Work instructions
Rescale the lines below that run from the one containing "the black framed" through the one containing "point(930, 65)", both included, by writing out only those lines with their requests and multiplying every answer coordinate by 1.95, rounded to a whole number with halves going up. Keep the numbers in the requests and their format samples unchanged.

******************************

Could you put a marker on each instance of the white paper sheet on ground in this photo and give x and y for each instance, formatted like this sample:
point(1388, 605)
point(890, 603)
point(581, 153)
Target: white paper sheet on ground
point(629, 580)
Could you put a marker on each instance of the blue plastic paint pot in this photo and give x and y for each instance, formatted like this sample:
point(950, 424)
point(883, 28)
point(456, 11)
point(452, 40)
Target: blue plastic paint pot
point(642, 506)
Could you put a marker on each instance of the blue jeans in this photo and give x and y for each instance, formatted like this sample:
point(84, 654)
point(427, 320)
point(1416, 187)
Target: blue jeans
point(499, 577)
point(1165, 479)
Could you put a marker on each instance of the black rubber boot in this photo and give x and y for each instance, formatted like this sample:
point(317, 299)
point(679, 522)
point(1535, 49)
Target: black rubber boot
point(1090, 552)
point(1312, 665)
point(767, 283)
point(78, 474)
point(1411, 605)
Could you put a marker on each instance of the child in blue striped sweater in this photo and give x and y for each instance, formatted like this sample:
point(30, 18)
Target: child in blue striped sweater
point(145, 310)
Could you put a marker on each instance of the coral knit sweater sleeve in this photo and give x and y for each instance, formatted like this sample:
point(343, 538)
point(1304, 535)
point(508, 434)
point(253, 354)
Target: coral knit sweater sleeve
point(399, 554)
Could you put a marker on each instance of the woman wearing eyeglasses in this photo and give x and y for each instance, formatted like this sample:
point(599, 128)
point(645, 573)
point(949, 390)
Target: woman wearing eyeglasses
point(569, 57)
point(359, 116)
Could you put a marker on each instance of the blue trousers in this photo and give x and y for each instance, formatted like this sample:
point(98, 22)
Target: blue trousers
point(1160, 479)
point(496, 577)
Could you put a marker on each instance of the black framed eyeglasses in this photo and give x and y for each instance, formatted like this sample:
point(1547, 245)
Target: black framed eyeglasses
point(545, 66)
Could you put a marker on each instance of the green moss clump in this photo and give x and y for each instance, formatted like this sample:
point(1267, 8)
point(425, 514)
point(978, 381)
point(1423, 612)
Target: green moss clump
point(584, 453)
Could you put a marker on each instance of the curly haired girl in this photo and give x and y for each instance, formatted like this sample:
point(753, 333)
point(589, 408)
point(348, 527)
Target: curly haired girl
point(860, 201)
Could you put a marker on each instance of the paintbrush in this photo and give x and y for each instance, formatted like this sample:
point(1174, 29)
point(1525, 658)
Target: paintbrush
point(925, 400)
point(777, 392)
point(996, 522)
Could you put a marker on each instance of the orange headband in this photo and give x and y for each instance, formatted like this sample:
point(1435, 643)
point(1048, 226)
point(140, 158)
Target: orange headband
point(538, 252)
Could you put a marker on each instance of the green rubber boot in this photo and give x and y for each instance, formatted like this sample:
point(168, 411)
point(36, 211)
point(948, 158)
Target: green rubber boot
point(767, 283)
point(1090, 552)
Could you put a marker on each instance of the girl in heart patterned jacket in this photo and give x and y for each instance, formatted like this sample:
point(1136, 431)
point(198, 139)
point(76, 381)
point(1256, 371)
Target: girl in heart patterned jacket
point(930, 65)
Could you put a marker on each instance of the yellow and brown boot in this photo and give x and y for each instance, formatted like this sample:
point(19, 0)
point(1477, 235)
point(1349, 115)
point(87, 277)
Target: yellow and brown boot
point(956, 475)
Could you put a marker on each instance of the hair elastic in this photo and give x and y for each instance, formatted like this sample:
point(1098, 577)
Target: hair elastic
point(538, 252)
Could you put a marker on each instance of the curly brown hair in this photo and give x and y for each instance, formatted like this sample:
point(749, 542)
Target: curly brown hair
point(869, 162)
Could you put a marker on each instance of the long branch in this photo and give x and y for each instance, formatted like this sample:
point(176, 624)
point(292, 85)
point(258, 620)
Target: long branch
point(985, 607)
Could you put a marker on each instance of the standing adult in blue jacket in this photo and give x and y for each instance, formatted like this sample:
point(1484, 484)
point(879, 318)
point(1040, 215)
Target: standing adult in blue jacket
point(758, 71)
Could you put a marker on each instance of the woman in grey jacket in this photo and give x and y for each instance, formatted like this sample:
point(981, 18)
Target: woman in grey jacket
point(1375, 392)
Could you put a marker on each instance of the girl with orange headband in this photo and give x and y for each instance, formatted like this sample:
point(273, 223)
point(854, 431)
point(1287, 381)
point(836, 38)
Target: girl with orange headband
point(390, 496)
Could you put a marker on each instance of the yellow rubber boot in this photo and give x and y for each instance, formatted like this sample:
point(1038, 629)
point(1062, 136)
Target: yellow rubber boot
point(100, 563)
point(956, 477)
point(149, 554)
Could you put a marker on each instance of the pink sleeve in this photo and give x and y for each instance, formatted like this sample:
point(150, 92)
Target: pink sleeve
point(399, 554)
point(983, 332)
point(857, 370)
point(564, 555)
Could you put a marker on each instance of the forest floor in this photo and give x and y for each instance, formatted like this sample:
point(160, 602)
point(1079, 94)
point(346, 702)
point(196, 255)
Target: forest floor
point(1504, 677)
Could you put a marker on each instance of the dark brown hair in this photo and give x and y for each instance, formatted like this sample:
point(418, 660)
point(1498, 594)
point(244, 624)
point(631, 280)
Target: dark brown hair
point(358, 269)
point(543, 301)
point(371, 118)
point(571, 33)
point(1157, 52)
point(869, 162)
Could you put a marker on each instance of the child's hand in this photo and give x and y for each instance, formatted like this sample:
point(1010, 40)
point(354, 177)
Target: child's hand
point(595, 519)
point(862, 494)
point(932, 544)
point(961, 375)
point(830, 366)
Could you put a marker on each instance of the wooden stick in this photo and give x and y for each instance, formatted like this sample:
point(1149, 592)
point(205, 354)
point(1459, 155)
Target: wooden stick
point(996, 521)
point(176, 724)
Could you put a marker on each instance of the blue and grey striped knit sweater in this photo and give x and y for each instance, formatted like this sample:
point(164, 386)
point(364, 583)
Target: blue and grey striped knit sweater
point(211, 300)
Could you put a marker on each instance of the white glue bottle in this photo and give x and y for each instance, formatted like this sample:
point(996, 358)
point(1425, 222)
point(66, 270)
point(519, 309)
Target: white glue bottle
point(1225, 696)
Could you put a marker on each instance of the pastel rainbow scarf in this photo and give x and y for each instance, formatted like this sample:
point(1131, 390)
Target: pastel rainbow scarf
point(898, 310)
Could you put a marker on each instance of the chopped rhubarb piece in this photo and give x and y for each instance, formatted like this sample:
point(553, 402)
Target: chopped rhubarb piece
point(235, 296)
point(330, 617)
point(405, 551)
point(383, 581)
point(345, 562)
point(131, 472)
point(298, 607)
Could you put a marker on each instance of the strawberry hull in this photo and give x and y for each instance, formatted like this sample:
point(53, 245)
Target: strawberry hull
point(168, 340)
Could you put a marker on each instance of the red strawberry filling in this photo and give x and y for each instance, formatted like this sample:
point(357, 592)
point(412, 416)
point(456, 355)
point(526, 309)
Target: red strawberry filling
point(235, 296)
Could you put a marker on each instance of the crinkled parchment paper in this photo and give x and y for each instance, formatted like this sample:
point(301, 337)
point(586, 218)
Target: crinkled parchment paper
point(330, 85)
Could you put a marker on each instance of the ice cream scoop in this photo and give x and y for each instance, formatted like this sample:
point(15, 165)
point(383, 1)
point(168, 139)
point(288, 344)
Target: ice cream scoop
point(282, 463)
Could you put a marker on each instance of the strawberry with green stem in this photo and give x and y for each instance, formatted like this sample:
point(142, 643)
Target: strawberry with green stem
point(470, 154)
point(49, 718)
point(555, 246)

******************************

Reply
Could you put a marker on each instance of the black framed eyeglasses in this photo and give x and y for each instance, formatted like this sample:
point(1547, 245)
Target: black framed eyeglasses
point(1063, 129)
Could you put a marker on each instance of the green moss clump in this photo and give x and y for each instance, formatted like this sample:
point(1267, 8)
point(425, 514)
point(978, 381)
point(1423, 612)
Target: green moss clump
point(1139, 883)
Could you put a marker on each instance of the curly haired girl in this photo and give x and y for each instance, formatted like this sample:
point(753, 333)
point(589, 408)
point(348, 527)
Target: curly haired girl
point(1677, 392)
Could you put a marker on each instance of the paintbrush in this photo and give x and y for each instance, formatted like this sample:
point(1174, 29)
point(1525, 658)
Target: paintbrush
point(1804, 780)
point(1515, 764)
point(1942, 1018)
Could you put a marker on each instance of the orange headband in this photo and give x and y for each instance, formatted like this sample:
point(1435, 643)
point(1048, 226)
point(140, 158)
Target: orange headband
point(1049, 491)
Could you put a marker on each instance of the green rubber boot in this photo and give x and y for each instance, formatted like this sample:
point(168, 411)
point(36, 211)
point(948, 158)
Target: green rubber boot
point(1496, 552)
point(2126, 1076)
Could you put a marker on each instance of the girl in heart patterned jacket in this photo and give x and y for each instance, formatted like this sample:
point(1136, 431)
point(198, 139)
point(76, 381)
point(1256, 371)
Target: girl in heart patterned jacket
point(1814, 127)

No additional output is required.